_PROBLEM REQUIREMENTS_: Report only the number of lines in the entries below that hold the word "white".
Start of EXERCISE DATA
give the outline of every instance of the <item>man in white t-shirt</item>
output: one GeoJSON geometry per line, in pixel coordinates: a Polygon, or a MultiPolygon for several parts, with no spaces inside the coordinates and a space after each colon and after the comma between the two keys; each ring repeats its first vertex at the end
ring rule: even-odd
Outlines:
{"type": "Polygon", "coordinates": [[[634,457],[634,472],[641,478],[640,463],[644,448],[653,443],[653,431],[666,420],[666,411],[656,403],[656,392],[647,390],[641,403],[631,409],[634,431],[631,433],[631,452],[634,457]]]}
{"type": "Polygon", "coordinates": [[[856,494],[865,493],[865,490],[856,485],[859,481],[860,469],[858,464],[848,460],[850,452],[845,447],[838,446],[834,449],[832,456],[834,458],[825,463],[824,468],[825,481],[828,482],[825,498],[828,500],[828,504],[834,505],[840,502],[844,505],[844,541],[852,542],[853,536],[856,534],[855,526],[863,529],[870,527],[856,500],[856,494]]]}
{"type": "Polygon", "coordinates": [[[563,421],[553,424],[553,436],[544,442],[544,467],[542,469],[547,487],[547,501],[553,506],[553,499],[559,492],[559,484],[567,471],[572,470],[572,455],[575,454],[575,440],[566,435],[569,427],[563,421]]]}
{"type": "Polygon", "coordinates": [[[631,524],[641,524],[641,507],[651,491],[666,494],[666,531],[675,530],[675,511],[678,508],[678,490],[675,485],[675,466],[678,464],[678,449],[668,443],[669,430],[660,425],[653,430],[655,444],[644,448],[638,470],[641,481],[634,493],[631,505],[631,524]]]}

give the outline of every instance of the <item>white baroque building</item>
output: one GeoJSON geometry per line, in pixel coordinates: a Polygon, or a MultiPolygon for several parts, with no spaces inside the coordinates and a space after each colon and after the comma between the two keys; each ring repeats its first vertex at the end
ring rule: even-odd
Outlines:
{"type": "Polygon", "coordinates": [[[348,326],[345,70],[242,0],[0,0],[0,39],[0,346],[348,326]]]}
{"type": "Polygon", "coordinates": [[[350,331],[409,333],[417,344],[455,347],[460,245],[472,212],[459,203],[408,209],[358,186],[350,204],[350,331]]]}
End of EXERCISE DATA
Start of EXERCISE DATA
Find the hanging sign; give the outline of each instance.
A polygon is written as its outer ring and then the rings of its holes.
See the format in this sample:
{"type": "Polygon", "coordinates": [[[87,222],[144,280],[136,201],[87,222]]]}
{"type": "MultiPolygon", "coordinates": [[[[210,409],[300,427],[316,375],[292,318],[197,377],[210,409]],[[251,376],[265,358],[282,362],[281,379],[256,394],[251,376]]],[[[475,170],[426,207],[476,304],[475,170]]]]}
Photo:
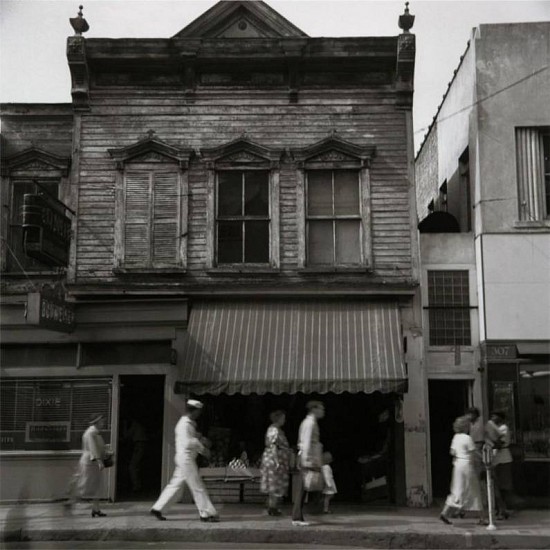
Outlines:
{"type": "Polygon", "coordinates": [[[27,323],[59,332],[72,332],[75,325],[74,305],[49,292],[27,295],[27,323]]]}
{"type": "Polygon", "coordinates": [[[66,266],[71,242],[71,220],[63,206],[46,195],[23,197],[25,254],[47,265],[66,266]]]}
End of EXERCISE DATA
Start of EXERCISE DATA
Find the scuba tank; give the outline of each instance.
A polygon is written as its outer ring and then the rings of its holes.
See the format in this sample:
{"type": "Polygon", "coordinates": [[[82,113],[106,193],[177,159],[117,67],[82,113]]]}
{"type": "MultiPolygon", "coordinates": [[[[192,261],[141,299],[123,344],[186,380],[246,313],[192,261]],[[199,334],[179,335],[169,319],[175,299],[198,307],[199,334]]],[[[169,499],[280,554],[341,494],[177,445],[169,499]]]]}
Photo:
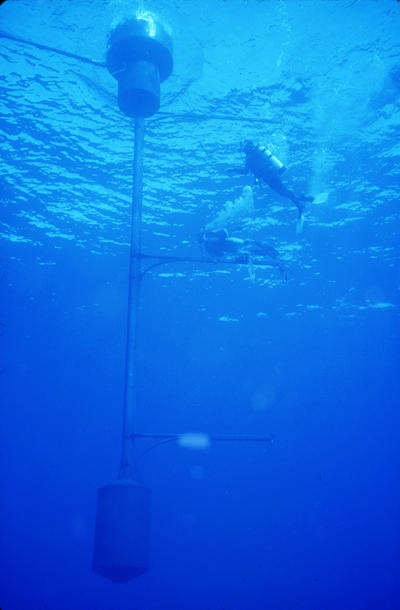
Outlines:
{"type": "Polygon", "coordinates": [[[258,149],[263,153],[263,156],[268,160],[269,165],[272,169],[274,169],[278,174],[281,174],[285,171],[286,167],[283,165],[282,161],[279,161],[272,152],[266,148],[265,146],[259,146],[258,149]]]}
End of EXERCISE DATA
_REPLY TO THE EXERCISE_: 2